• **CHALLENGES**
A. Rewrite the passage of the patch thread starting at "[PATCH 2/4] ARM: atomic" and ending at "to a minimum.", using "critical section" in place of "critical region".
B. Summarize the patch thread in two sentences.
━━━━━ TEXT SECTION
[PATCH 2/4] ARM: atomic ops: reduce critical region in atomic64_cmpxchg

Thu Jul 8 00:49:24 EDT 2010

On Wed, 30 Jun 2010, Will Deacon wrote:

> In order to reduce the likelihood of failure in a load/store
> exclusive block, the number of intervening instructions should
> be kept to a minimum.
> 
> This patch hoists a mov operation out of the critical region
> in atomic64_cmpxchg.
> 
> Cc: Nicolas Pitre <nico at fluxnic.net>
> Signed-off-by: Will Deacon <will.deacon at arm.com>
> ---
>  arch/arm/include/asm/atomic.h |    2 +-
>  1 files changed, 1 insertions(+), 1 deletions(-)
> 
> diff --git a/arch/arm/include/asm/atomic.h b/arch/arm/include/asm/atomic.h
> index e9e56c0..4f0f282 100644
> --- a/arch/arm/include/asm/atomic.h
> +++ b/arch/arm/include/asm/atomic.h
> @@ -358,8 +358,8 @@ static inline u64 atomic64_cmpxchg(atomic64_t *ptr, u64 old, u64 new)
>  
>  	do {
>  		__asm__ __volatile__("@ atomic64_cmpxchg\n"
> -		"ldrexd		%1, %H1, [%2]\n"
>  		"mov		%0, #0\n"
> +		"ldrexd		%1, %H1, [%2]\n"
>  		"teq		%1, %3\n"
>  		"teqeq		%H1, %H3\n"
>  		"strexdeq	%0, %4, %H4, [%2]"

I'm not sure you gain anything here.  The ldrexd probably requires at 
least one result delay cycle which is filled by the  mov instruction.  
By moving the mov insn before the ldrexd you are probably making the 
whole sequence one cycle longer.

Nicolas
━━━━━━━━━━
━━━━━ MATERIAL
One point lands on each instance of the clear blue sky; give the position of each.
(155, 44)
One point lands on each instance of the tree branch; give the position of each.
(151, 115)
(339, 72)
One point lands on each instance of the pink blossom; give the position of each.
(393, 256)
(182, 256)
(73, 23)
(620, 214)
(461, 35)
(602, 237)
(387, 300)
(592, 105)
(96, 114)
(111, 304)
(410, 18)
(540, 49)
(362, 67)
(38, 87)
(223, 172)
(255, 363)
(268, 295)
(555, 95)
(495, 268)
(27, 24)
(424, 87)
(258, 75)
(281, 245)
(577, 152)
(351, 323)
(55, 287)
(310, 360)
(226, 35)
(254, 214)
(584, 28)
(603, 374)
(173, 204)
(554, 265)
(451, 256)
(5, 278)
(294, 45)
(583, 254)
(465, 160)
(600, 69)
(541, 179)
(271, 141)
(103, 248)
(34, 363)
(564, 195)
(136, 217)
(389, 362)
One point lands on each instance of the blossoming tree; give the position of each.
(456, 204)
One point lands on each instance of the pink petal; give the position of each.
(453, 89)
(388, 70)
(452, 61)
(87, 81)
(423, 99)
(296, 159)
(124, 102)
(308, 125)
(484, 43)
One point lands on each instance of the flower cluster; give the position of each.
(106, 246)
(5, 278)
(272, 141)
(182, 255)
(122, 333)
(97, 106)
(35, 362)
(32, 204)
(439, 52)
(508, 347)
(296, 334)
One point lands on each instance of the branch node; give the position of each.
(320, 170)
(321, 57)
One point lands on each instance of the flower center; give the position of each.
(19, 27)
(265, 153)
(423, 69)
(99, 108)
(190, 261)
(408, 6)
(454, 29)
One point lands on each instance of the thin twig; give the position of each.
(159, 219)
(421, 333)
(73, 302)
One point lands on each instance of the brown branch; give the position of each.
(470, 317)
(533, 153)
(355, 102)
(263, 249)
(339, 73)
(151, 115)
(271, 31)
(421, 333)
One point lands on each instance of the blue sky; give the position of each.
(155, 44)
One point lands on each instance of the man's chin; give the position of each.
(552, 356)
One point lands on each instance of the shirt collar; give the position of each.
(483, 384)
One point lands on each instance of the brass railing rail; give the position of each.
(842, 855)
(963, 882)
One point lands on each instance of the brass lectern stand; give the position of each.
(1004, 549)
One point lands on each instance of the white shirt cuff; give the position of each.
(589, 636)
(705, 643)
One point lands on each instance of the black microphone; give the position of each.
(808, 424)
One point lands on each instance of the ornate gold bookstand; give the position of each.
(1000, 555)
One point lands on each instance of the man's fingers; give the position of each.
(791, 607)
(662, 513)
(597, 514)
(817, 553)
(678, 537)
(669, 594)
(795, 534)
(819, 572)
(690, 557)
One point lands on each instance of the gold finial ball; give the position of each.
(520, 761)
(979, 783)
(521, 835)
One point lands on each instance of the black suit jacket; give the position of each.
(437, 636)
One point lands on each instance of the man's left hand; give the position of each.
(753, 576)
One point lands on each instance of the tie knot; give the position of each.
━━━━━━━━━━
• **FINAL RESULTS**
A.
[PATCH 2/4] ARM: atomic ops: reduce critical section in atomic64_cmpxchg

Thu Jul 8 00:49:24 EDT 2010

On Wed, 30 Jun 2010, Will Deacon wrote:

> In order to reduce the likelihood of failure in a load/store
> exclusive block, the number of intervening instructions should
> be kept to a minimum.

B. Will Deacon's patch moves a mov instruction out of the critical region in atomic64_cmpxchg, placing it before the ldrexd so that fewer instructions fall within the load/store exclusive block and failure is less likely. Nicolas doubts this gains anything: the ldrexd probably needs at least one result delay cycle, which the mov fills, so moving the mov earlier probably makes the whole sequence one cycle longer.